→ **What is needed**
Write out the whole listing again, exactly as given.
START Data for this task
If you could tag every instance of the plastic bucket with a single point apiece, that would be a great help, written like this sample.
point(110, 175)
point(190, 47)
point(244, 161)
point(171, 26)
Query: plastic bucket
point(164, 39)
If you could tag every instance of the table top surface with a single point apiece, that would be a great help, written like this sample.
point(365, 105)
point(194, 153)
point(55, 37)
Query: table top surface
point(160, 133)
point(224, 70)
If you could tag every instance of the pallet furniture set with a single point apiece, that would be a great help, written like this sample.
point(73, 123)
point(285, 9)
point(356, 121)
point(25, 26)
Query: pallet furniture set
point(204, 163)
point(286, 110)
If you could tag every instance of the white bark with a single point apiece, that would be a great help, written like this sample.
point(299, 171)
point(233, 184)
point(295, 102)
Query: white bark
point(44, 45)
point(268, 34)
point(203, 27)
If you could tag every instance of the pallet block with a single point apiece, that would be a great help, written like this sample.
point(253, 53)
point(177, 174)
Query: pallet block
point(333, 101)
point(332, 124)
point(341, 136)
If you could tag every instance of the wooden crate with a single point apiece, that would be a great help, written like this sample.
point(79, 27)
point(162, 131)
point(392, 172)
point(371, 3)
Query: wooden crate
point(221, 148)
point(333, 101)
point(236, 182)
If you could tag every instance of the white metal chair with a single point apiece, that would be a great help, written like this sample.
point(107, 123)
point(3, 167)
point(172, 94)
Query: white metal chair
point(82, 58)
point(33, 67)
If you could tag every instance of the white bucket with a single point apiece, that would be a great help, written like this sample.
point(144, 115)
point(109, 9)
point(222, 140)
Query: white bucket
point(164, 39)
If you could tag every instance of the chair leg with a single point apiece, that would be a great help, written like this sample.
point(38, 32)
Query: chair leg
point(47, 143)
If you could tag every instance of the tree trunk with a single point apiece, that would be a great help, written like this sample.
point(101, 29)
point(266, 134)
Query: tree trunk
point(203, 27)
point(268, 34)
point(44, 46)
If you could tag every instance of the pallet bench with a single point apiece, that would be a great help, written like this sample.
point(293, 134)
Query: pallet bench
END Data for this task
→ **Result**
If you could tag every instance of the plastic bucket with a single point apiece, that would be a great help, written like this sample.
point(110, 175)
point(190, 47)
point(244, 161)
point(171, 26)
Query: plastic bucket
point(164, 39)
If you could tag every instance of the table top surface with a single point apiece, that would be a great help, written like this sample.
point(365, 105)
point(194, 153)
point(55, 37)
Query: table top surface
point(160, 133)
point(224, 70)
If you could tag every instance of the pallet furniture set with a single point apiece, that would be a great help, written like this sample.
point(73, 123)
point(285, 9)
point(356, 121)
point(25, 26)
Query: pallet furniture set
point(204, 163)
point(286, 110)
If you could tag every instance of the white bark with a single point apiece, that would be a great help, written like this sample.
point(299, 171)
point(233, 184)
point(295, 102)
Query: white bark
point(44, 45)
point(268, 34)
point(203, 27)
If you could tag every instance of the pallet block with a single point apiece, that would be a great help, written like this sample.
point(253, 53)
point(177, 174)
Query: pallet block
point(333, 101)
point(332, 124)
point(341, 136)
If you could tag every instance of the wooden crate with a single point apiece, that would be a great help, written like this sample.
point(79, 27)
point(162, 131)
point(392, 172)
point(371, 3)
Query: wooden crate
point(221, 148)
point(333, 101)
point(236, 182)
If you could tag every instance of the white metal chair with a single point apiece, that would be a great help, written like this sample.
point(107, 123)
point(3, 167)
point(172, 94)
Query: white metal chair
point(82, 58)
point(33, 67)
If you could tag every instance of the white bucket with a single point apiece, that would be a great help, written like this sample.
point(144, 115)
point(109, 9)
point(222, 140)
Query: white bucket
point(164, 39)
If you could tag every instance of the chair leg with a single point apiece, that would be a great help, written like this sample.
point(38, 32)
Query: chair leg
point(47, 143)
If you could tag every instance of the tree trunk with a single point apiece, that would be a great help, written like this sample.
point(101, 29)
point(266, 134)
Query: tree trunk
point(203, 27)
point(268, 34)
point(44, 46)
If you could tag every instance of the pallet bench with a single point apiece, that would be a great help, written like this sample.
point(293, 134)
Query: pallet bench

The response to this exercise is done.